* **The problem**: Gather every line in the entries below that contains the word "fits" and copy each one. Case counts, so match the capitalization precisely.

* **Entries**:
◇ ◇ ◇

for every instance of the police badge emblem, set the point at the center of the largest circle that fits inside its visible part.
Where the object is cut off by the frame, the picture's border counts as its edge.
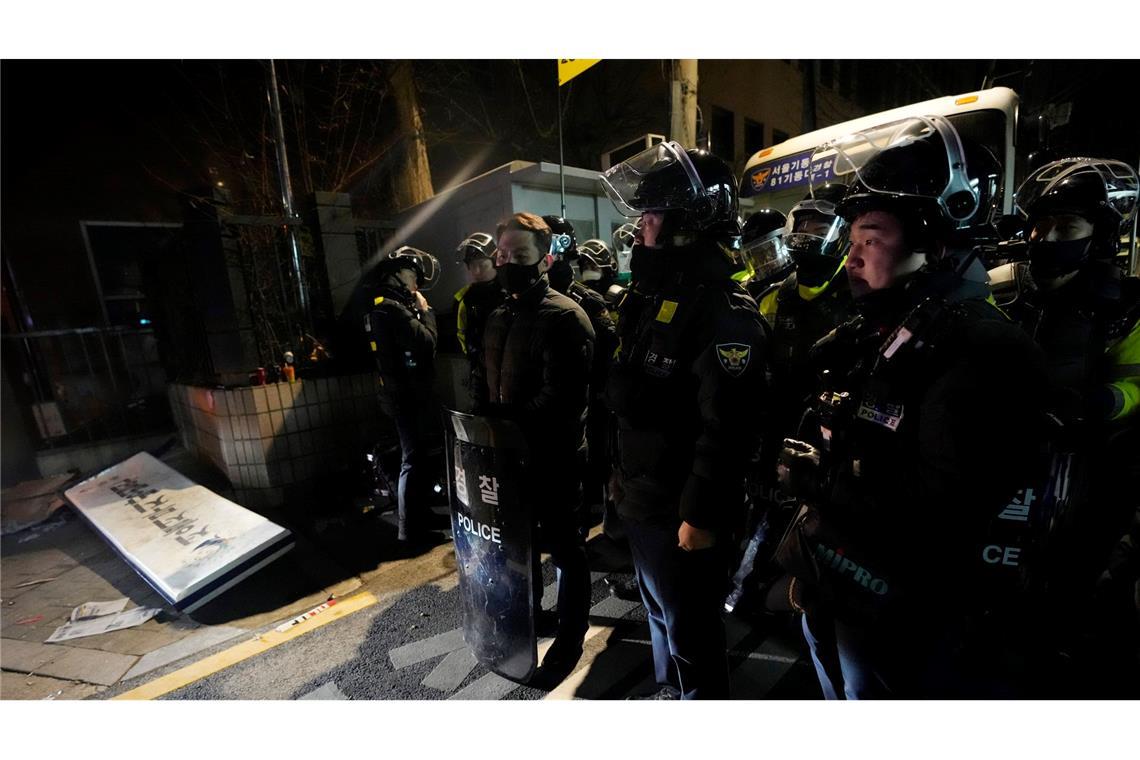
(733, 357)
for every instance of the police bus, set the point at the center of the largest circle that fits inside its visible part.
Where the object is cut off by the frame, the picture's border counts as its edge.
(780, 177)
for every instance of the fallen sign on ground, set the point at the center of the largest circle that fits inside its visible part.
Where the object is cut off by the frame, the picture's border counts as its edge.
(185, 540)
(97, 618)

◇ ◇ ◇

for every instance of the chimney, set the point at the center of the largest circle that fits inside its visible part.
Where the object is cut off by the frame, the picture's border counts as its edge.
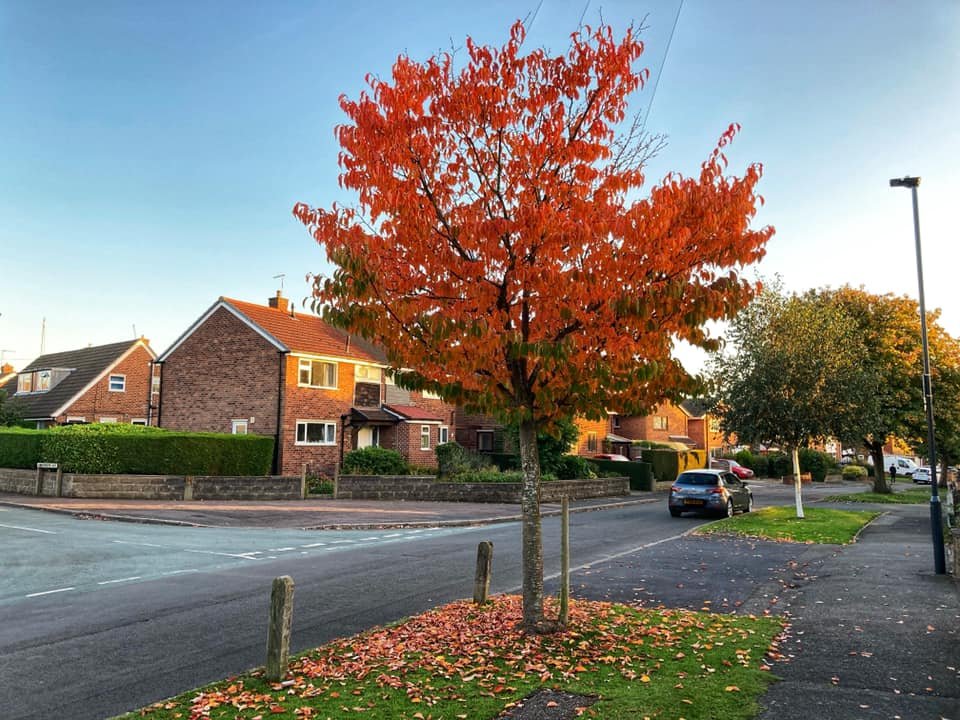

◇ ◇ ◇

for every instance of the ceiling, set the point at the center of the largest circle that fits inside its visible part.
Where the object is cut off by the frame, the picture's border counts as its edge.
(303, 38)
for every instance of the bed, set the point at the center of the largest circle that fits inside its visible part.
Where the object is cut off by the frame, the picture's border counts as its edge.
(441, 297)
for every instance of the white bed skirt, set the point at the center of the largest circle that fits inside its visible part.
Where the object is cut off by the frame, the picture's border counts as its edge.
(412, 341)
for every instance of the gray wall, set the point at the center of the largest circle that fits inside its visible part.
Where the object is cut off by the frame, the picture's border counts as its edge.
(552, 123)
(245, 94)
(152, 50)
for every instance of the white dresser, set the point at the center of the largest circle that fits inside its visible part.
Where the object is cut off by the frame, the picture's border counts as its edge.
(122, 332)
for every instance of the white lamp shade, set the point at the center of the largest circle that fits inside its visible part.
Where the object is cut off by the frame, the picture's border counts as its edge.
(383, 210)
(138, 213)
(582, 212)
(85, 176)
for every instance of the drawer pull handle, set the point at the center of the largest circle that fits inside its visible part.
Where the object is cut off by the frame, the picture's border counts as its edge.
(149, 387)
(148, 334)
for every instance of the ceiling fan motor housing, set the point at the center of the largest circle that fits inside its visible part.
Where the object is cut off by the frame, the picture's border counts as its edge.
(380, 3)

◇ ◇ ◇

* **Response to this task**:
for every instance of the police badge emblem, set the point at the center of the largest circle that fits inside its visible part.
for every instance of the police bus, set the point at the center of the largest circle that fits inside its visible part.
for every instance of the fallen sign on ground, set the point at the center of the largest circle that fits inside its visible part.
for every instance of the chimney, set the point at the center of the largest circle that fits inside its visible part.
for every instance of the ceiling, set the point at the center of the largest circle that fits inside its visible part.
for every instance of the bed, set the point at the center of the largest circle that fits inside its visible part.
for every instance of the white bed skirt, set the point at the center of the largest circle that fits inside its visible part.
for every instance of the gray wall, set the point at the center of the largest circle that fits inside its visible part.
for every instance of the white dresser, set the point at the center of the largest circle that fits inside its visible part.
for every instance of the white lamp shade, set the point at the center of the largest circle that fits inside its visible part.
for every instance of the drawer pull handle, set the point at the center of the largest circle that fits inside its visible part.
for every instance of the ceiling fan motor housing, set the point at the center of the largest circle that fits inside its visible part.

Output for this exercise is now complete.